### WORK INSTRUCTION
Pictures excluded, output exactly the lines from the one containing "It would be wonderful if you could highlight the fx4" through the last line of the listing below.
※ ※ ※
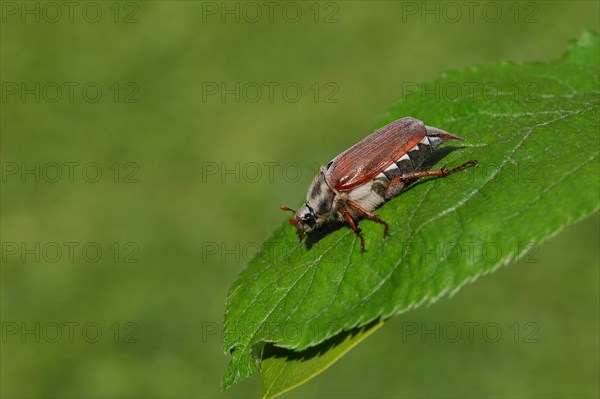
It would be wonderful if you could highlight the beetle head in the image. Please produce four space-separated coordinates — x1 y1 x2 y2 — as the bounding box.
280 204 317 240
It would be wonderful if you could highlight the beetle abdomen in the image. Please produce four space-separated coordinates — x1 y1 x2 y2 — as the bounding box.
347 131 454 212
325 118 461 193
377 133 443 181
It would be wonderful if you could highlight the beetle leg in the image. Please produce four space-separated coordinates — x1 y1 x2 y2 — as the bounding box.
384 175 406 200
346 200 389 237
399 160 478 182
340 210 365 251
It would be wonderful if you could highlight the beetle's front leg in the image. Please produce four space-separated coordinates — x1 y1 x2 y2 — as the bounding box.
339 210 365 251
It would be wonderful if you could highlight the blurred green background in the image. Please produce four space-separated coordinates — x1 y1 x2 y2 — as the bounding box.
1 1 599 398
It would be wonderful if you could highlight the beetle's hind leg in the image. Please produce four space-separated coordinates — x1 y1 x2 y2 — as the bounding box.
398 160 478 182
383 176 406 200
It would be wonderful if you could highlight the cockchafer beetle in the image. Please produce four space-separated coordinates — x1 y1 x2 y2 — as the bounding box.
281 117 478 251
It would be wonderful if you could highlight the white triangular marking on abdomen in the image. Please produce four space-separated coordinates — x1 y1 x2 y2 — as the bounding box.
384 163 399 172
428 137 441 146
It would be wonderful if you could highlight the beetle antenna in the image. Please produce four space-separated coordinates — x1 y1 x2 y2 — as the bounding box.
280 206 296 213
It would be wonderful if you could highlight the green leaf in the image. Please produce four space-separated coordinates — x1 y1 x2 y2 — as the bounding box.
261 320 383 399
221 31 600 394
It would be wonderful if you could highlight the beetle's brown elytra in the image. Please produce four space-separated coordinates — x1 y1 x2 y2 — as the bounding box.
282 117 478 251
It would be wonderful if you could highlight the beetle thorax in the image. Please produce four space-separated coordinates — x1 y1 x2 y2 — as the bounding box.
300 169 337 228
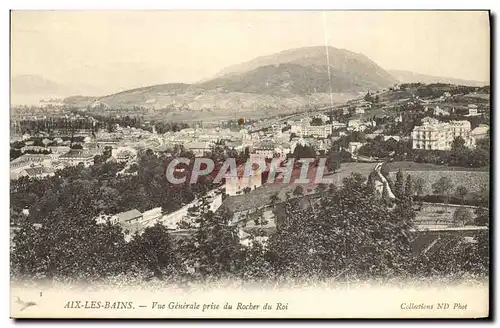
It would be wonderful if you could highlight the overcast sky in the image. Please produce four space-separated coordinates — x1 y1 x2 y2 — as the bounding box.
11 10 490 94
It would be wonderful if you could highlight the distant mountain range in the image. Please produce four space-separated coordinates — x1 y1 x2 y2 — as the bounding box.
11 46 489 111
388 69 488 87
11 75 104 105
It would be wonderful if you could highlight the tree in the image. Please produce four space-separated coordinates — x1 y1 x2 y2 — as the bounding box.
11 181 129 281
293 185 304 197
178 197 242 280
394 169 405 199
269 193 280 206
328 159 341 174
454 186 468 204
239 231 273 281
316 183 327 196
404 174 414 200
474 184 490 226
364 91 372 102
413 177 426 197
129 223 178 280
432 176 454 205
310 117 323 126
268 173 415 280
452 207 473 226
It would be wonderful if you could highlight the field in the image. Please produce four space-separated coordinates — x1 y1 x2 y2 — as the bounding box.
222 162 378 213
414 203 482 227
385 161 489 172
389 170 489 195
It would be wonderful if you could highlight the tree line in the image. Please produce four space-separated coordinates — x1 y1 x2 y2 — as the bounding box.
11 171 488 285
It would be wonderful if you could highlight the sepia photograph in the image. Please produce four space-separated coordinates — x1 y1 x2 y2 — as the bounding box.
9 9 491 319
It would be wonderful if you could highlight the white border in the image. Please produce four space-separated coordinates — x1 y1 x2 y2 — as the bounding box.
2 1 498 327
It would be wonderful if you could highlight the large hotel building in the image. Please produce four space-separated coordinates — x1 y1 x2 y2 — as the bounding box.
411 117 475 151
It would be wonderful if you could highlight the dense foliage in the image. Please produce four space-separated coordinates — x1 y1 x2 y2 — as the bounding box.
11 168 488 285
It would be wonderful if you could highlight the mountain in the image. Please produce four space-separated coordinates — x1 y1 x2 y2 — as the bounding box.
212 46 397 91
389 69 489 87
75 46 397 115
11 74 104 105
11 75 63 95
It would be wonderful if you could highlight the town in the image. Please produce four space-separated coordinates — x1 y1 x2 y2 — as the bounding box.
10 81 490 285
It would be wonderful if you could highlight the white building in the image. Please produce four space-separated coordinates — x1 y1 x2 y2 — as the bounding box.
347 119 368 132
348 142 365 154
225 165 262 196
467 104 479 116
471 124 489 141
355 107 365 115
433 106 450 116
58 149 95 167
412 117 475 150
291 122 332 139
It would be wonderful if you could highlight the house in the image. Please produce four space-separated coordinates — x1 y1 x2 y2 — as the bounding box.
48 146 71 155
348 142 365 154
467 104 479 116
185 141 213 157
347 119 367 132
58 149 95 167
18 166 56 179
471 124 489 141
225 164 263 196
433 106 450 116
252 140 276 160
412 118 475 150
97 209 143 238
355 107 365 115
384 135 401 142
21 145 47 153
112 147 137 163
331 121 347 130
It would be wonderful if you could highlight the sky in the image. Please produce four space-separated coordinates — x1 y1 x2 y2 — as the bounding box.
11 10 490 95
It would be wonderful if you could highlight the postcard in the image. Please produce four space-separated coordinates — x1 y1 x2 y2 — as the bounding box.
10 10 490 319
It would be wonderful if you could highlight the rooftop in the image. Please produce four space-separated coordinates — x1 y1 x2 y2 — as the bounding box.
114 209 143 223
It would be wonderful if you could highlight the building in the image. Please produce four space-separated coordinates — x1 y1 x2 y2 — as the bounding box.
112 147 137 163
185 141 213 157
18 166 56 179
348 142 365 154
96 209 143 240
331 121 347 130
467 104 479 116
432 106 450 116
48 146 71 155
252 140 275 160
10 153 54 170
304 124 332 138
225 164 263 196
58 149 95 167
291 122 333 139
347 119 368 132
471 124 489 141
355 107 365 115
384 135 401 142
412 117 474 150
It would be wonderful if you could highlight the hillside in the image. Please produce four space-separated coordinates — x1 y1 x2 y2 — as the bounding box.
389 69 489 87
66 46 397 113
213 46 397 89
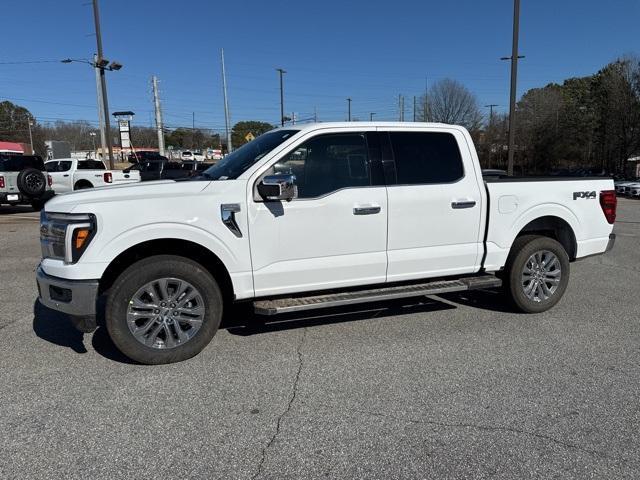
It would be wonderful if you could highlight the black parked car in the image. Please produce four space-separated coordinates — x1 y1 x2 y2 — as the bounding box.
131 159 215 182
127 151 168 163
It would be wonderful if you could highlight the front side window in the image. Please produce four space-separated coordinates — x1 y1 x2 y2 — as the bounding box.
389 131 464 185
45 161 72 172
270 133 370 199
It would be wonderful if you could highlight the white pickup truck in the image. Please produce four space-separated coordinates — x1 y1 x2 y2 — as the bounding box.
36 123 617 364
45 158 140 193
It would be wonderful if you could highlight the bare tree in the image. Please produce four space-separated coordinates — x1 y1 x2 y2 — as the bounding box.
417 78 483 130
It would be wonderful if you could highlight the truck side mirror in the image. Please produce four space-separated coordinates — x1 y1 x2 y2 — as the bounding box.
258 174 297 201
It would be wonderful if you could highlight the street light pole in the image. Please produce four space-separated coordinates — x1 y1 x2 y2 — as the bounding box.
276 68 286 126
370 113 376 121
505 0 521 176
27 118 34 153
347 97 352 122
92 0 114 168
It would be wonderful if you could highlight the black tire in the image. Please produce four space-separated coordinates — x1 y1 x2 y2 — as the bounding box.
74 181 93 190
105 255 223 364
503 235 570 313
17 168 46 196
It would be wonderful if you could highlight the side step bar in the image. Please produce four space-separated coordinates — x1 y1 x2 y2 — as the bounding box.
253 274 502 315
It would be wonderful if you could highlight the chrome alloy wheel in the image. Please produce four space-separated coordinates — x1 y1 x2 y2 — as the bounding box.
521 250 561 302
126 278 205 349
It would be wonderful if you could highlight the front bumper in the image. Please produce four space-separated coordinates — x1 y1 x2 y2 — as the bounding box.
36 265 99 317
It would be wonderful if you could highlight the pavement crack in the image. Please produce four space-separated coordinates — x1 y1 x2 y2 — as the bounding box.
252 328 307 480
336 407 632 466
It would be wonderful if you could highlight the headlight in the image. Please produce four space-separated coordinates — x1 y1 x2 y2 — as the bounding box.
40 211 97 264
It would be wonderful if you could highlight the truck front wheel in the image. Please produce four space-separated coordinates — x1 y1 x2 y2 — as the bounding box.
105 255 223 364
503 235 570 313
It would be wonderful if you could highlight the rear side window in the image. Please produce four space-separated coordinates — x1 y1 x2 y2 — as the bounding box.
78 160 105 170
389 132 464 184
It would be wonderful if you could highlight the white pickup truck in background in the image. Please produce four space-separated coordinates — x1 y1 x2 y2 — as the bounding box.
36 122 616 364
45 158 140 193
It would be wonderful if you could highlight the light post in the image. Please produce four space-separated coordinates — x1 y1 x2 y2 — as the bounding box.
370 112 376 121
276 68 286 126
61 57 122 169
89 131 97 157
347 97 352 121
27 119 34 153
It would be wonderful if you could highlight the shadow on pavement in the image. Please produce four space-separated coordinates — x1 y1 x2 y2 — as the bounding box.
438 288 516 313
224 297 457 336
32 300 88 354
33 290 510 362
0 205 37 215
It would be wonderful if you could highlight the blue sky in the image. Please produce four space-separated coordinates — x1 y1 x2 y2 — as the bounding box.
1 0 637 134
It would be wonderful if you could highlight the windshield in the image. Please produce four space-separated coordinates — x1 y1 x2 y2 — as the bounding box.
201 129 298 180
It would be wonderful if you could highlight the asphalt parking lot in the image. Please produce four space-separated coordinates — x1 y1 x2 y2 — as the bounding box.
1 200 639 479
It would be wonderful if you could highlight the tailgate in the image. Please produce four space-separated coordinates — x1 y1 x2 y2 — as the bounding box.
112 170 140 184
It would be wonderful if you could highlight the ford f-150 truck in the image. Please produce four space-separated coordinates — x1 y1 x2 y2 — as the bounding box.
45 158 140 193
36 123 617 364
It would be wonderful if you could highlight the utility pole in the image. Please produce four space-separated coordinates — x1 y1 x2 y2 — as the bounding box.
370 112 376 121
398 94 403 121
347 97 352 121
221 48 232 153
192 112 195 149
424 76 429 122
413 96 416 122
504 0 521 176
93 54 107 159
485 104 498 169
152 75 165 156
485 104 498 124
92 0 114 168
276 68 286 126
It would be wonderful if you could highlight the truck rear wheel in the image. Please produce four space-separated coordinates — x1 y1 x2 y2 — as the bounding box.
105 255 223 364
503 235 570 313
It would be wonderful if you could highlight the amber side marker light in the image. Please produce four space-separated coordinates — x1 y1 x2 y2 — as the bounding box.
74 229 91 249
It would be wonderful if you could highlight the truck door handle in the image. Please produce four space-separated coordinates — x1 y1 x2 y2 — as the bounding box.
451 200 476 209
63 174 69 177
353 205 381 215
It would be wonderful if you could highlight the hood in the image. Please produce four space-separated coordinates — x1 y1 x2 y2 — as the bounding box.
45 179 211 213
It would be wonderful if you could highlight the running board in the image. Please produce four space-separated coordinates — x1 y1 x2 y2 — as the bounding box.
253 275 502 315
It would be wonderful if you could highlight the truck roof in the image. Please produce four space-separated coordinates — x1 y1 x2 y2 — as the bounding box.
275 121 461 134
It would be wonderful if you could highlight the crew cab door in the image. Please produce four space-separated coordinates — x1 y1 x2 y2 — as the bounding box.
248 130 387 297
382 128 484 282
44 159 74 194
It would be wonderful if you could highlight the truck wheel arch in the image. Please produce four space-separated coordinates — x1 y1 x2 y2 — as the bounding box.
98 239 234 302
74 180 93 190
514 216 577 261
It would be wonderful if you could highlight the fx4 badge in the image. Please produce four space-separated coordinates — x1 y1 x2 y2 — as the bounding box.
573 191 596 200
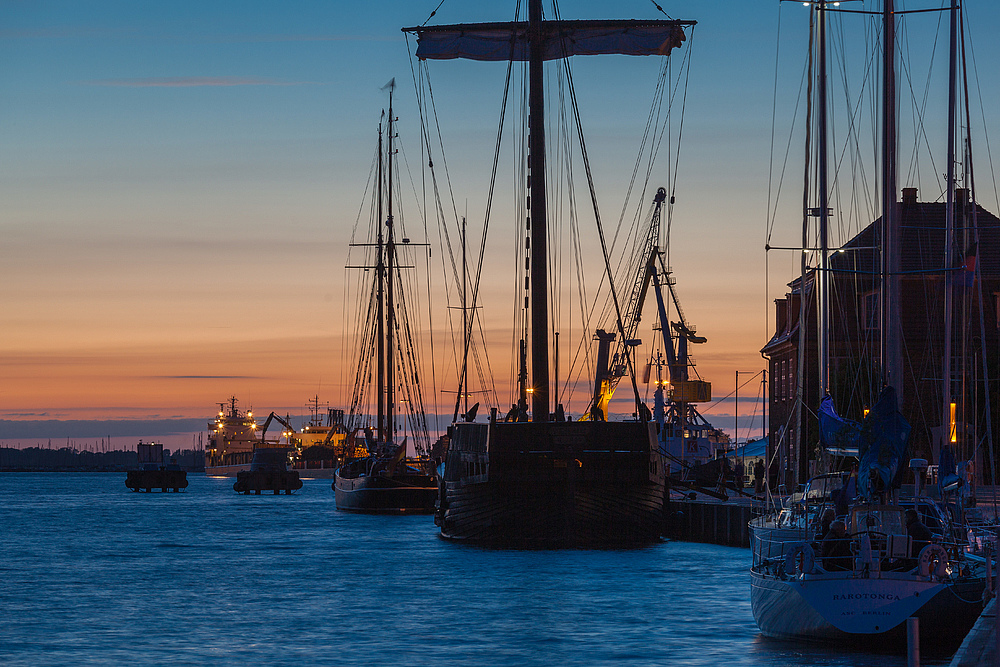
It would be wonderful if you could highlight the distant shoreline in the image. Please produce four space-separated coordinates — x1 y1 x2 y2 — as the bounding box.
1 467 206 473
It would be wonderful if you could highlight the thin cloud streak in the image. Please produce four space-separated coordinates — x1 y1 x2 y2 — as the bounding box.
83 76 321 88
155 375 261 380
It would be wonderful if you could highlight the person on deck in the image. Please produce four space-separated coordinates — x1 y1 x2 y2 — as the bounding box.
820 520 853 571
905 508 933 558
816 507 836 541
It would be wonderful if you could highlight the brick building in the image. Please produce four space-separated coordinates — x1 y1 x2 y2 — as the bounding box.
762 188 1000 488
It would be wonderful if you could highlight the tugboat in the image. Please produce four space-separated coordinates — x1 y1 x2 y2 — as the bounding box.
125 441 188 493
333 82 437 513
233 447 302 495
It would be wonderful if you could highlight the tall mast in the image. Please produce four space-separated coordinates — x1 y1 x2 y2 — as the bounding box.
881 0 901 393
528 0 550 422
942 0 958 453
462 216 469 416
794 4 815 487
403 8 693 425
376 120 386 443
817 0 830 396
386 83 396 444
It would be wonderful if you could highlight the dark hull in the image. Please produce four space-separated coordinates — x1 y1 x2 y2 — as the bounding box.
※ ※ ※
### RESPONSE
It would be wonderful if you could highlight the fx4 badge in the image. Please produce four space-separated coordinates — x1 y1 x2 y2 — as the bounding box.
573 191 596 200
It would be wonderful if you could highlight the distant shoreline in the image. Please produce four space-separated coordinates — x1 y1 x2 y2 — as the bounding box.
1 467 206 473
It would be wonderful if you could highlight the thin cloud streak in the image. Please produce four space-separated coordinates — x1 y1 x2 y2 — as the bounding box.
83 76 321 88
155 375 261 380
It would be wonderful if you could highlight the person on deck in the image. Please produce four space-separated coordinates — x1 y1 x2 y2 — as the bounding box.
820 520 853 571
905 508 933 558
816 507 836 541
It would be wonderful if you could highlight the brick building in the image. Please produce four space-separated coordinates — x1 y1 x2 y2 — as the bounding box.
762 188 1000 488
It would be wonderful if you could highlight the tugboat in the image. Please produce four space-separated coordinates — x1 y1 x2 y2 — as the bounding box.
125 441 188 493
333 82 437 513
233 447 302 495
It would be wonderful if you could highlight the tall mast in the image. Please produce four space-separated coordinates — x1 y1 x2 y2 — as the bounding box.
881 0 901 393
528 0 550 422
942 0 958 453
462 216 469 416
794 4 815 487
403 8 693 425
376 120 386 443
817 0 830 396
386 83 396 444
It would be wonderful if you could highlight the dark hull in the image. Please produce four space-separated coordinates — x1 y1 x2 y2 — as the bounding box.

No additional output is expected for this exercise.